# Maltese Puppy Coat Texture



## Lillybelle (Jan 14, 2011)

Is a wavy coat normal for a Maltese puppy approximately 7 months old? Will they grow out of it and if so at approximately what age?

Thank you!


----------



## bellaratamaltese (May 24, 2006)

is it straight at the part and fluffly/wavy at the end? The adult coat could come in straighter, but it may not. Coat change could occur any time now. You could always try flat ironing the coat if you desire a more non-wavy look.

Welcome to SM!


----------



## aprilb (Jul 9, 2010)

Both of my girls have always had straight hair but my first Maltese had wavy hair. I got him from a BYB so I'm not 100% sure he was a "pure" Maltese.


----------



## Lillybelle (Jan 14, 2011)

The coat around her face, head, and chest is straight and silky. The coat around her bottom is poofy only at the ends but is straight at the part. When she is wet her coat is wavy. She was not bought from a BYB she has a very good pedigree and is AKC registered. I was just wondering if the poof near her bottom will eventually grow out and when the adult coat usually grows in. I figure it will grow out, hopefully! 
Thanks!







.


----------



## LJSquishy (Feb 27, 2008)

From the picture you posted she appears to have a very normal coat. The longer it gets, the more it weighs itself down and seems to be straighter. Before I started clipping my two their hair was very straight (I had London in almost full coat, and Preston's longest length was probably only 4" or so before I started clipping him). Now that I keep them in short cuts their hair sometimes is wavy, which usually happens when their hair gets wet again from rain, etc. After bath day when they are blowdried, their hair is straight.  I'm sure if I were to grow their coats out it would be straight...but I love having them short since they are so playful!


----------



## jpupart (Jul 19, 2010)

Candy is 7 mos old and her hair is very straight. I'm sure coat type varies and changes occur at different times. Is the picture you posted of her recently taken?


----------



## Lillybelle (Jan 14, 2011)

Yes the large picture was taken December 23, 2010 she was 5 months old, she's just now turning 6 months old in January 2011.


----------



## aprilb (Jul 9, 2010)

She's adorable and looks to have a normal Maltese coat to me!:wub:


----------



## Lillybelle (Jan 14, 2011)

Thank you! I just think Maltese are the cutest little things!


----------



## almitra (Apr 24, 2009)

My female, Pepper, has experienced 2 coat changes--one around 7-9 mos, and the other around 16-18 mos. She is cottony coat now whereas before she was much less so. My little male is silky straight and he's a year yesterday. Adorable breed for sure!


----------



## Maltbabe (Oct 10, 2010)

*hair*

your Maltese's hair is very pretty and as she grows so will her hair. Hair quality depends on the parents . I always comb down and start at the bottom. I have 2 7 month old boys in full coats and 3 adults in puppy cuts. Lady's hair has gotten thick and poofy over the years. she will be 6 in April. Mimie's is soft and silky and she is 2 years old.


----------



## Lillybelle (Jan 14, 2011)

Thank you Barbara! I'm considering trimming it up for the summer. Maybe not as short as a puppy cut but keeping it trimmed so she can run and play without it getting really dirty. Also what about those little hairs that don't quite stay up in the fountain? They are driving me crazy and are just now getting long enough to hang down over her eyes some if it's not in a fountain. I wonder if I should have bangs cut? :blush:


----------

# REQUIRED WORK
Answer from the Maltese coat thread:
1. At about what ages did Pepper go through her two coat changes?
2. How does LJSquishy describe the dogs' hair after they are blowdried on bath day?
3. How old is Candy?

Entries pointing to labeled objects

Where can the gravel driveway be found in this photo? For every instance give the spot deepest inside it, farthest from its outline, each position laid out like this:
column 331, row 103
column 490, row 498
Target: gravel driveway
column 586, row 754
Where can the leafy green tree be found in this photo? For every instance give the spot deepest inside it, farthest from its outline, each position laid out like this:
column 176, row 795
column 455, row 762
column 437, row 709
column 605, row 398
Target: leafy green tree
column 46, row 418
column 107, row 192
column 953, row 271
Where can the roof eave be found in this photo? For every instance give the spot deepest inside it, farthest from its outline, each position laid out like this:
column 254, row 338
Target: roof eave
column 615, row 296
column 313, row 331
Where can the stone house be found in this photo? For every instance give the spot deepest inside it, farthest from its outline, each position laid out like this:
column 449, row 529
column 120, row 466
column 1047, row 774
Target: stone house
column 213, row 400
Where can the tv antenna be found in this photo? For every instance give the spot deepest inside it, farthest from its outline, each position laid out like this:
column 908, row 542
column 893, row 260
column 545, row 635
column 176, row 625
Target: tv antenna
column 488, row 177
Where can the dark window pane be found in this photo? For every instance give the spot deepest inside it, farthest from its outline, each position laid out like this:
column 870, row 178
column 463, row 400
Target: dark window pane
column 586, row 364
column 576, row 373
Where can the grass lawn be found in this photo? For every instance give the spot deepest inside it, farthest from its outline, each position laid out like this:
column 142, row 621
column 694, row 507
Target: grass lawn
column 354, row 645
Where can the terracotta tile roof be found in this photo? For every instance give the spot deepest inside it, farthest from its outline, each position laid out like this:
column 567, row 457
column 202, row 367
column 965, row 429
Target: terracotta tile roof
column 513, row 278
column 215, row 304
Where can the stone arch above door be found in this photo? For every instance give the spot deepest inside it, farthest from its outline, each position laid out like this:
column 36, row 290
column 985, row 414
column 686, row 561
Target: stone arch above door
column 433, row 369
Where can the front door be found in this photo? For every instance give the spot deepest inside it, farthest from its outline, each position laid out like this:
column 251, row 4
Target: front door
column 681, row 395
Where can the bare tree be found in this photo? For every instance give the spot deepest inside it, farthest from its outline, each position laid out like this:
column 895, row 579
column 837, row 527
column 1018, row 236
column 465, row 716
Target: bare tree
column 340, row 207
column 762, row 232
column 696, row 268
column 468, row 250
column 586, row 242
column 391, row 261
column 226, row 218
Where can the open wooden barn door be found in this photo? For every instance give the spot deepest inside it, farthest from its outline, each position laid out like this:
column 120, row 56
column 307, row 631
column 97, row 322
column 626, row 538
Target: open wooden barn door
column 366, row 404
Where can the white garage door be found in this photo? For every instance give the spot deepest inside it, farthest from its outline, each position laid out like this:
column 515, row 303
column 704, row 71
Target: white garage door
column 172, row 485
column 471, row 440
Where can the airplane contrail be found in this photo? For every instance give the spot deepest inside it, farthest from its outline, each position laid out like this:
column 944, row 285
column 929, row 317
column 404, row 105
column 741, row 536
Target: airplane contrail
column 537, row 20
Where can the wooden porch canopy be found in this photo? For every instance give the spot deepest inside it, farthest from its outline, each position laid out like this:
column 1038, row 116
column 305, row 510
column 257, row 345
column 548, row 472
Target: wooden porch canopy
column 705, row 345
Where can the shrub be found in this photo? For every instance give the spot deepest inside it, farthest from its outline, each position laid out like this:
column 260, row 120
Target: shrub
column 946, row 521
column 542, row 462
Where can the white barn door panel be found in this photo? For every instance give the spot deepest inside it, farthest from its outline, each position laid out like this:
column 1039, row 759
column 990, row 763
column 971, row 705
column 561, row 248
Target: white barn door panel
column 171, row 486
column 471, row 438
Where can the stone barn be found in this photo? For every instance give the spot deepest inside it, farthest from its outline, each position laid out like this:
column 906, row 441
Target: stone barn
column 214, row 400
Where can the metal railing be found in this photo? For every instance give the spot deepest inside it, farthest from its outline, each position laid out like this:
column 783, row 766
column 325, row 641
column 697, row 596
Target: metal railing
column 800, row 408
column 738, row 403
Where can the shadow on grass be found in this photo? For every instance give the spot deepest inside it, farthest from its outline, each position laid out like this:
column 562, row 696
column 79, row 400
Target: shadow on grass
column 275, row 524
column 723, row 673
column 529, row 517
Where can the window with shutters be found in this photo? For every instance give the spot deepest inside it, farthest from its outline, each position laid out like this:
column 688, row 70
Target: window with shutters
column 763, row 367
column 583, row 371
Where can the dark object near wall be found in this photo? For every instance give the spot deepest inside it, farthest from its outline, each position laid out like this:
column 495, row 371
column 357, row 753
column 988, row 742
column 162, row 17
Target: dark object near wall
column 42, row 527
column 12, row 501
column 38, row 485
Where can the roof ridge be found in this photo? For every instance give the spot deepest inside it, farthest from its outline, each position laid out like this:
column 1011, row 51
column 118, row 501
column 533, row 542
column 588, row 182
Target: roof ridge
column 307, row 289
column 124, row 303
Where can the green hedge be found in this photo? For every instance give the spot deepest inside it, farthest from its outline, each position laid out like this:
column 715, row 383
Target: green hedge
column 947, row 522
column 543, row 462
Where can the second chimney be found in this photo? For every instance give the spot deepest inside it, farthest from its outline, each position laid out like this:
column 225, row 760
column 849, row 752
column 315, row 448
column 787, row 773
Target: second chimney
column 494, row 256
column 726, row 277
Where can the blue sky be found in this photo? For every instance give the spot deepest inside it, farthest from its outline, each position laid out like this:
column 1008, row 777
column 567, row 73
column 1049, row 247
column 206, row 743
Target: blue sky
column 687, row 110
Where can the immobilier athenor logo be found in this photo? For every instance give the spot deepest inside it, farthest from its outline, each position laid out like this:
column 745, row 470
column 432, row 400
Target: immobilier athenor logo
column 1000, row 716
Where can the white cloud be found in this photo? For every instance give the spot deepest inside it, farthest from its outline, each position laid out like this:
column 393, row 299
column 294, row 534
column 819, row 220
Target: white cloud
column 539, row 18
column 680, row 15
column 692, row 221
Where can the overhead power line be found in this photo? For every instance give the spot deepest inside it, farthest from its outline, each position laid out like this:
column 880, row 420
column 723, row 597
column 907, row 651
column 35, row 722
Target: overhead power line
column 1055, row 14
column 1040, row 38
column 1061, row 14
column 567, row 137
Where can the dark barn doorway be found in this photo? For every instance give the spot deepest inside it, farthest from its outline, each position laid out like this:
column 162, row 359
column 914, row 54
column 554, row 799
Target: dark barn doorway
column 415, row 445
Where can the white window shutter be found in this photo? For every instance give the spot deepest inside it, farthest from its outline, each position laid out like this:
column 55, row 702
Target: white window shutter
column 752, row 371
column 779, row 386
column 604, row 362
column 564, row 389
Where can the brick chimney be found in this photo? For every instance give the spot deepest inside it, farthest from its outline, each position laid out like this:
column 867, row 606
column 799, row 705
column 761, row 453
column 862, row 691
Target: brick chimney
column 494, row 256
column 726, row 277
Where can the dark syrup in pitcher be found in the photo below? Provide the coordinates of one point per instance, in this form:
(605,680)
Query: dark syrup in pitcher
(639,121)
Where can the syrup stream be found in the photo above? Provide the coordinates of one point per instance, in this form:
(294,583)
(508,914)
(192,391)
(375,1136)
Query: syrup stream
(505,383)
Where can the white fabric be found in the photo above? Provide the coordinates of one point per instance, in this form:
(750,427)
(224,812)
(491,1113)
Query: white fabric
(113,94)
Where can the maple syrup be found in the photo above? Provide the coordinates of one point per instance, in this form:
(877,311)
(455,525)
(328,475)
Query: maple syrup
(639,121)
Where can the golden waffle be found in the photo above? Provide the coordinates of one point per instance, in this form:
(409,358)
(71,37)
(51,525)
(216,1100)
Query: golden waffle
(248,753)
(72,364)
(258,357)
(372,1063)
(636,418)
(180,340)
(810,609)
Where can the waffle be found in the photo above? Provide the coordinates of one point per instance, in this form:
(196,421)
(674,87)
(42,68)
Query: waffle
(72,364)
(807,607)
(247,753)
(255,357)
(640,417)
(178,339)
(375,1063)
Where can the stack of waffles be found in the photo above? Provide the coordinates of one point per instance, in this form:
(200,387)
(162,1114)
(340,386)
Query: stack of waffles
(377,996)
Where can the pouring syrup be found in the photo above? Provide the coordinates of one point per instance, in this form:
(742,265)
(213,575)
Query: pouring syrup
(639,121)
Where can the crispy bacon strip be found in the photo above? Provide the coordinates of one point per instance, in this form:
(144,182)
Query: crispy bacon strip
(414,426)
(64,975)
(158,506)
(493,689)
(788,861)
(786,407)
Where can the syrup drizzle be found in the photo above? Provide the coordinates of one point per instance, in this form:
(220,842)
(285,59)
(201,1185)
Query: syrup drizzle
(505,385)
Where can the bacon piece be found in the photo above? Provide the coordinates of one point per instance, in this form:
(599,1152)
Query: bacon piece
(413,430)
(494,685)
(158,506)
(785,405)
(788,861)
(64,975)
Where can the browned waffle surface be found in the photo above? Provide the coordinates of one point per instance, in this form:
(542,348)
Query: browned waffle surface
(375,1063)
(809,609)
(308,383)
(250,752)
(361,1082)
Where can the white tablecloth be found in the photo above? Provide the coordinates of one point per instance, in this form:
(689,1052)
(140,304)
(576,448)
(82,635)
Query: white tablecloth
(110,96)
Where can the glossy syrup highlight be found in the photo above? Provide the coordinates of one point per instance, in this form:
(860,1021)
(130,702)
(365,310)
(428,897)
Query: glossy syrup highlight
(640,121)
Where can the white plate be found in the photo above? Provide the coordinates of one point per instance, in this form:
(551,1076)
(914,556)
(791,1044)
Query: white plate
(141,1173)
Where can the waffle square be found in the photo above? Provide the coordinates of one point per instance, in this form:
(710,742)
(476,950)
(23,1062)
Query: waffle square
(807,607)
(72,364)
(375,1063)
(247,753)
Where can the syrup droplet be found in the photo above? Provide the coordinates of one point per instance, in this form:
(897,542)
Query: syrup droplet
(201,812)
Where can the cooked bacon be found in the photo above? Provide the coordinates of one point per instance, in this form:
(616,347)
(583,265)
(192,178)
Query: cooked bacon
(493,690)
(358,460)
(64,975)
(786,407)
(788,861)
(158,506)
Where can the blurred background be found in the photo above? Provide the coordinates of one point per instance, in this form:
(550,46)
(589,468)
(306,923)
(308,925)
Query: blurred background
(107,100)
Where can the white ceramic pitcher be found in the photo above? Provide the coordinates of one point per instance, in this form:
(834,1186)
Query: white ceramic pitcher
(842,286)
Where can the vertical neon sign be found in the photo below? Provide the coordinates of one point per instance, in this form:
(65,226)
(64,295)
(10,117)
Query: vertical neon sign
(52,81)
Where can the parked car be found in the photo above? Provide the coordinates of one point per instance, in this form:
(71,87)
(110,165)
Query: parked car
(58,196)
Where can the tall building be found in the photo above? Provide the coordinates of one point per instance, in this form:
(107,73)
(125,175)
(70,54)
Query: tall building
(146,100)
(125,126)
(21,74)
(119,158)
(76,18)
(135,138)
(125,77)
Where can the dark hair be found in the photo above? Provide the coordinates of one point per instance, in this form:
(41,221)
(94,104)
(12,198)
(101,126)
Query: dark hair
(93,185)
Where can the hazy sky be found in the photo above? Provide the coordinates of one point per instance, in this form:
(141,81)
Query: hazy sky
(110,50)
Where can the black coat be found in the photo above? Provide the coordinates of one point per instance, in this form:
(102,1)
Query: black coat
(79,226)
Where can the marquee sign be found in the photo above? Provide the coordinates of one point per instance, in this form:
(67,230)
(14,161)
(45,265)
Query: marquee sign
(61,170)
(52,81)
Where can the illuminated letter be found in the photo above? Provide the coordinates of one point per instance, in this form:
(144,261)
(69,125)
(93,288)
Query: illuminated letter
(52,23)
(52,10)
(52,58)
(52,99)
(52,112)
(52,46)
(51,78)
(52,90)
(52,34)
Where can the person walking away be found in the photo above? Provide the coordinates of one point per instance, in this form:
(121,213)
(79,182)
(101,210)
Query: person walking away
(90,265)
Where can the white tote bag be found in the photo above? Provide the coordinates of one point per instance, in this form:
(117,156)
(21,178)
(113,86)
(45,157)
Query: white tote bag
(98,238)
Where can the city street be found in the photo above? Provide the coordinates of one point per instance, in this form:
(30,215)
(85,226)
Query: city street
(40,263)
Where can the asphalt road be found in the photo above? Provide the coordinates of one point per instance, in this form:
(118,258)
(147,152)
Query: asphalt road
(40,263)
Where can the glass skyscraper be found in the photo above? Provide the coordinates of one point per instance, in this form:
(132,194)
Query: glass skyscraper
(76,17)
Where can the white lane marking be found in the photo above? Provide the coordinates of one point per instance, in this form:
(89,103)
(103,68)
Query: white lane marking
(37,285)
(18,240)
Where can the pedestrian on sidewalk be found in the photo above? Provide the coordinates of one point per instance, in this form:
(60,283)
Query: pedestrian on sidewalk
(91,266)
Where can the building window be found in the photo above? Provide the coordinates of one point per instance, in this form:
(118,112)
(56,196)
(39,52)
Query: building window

# EXERCISE SOLUTION
1. Around 7–9 months and around 16–18 months.
2. It is straight.
3. 7 months old.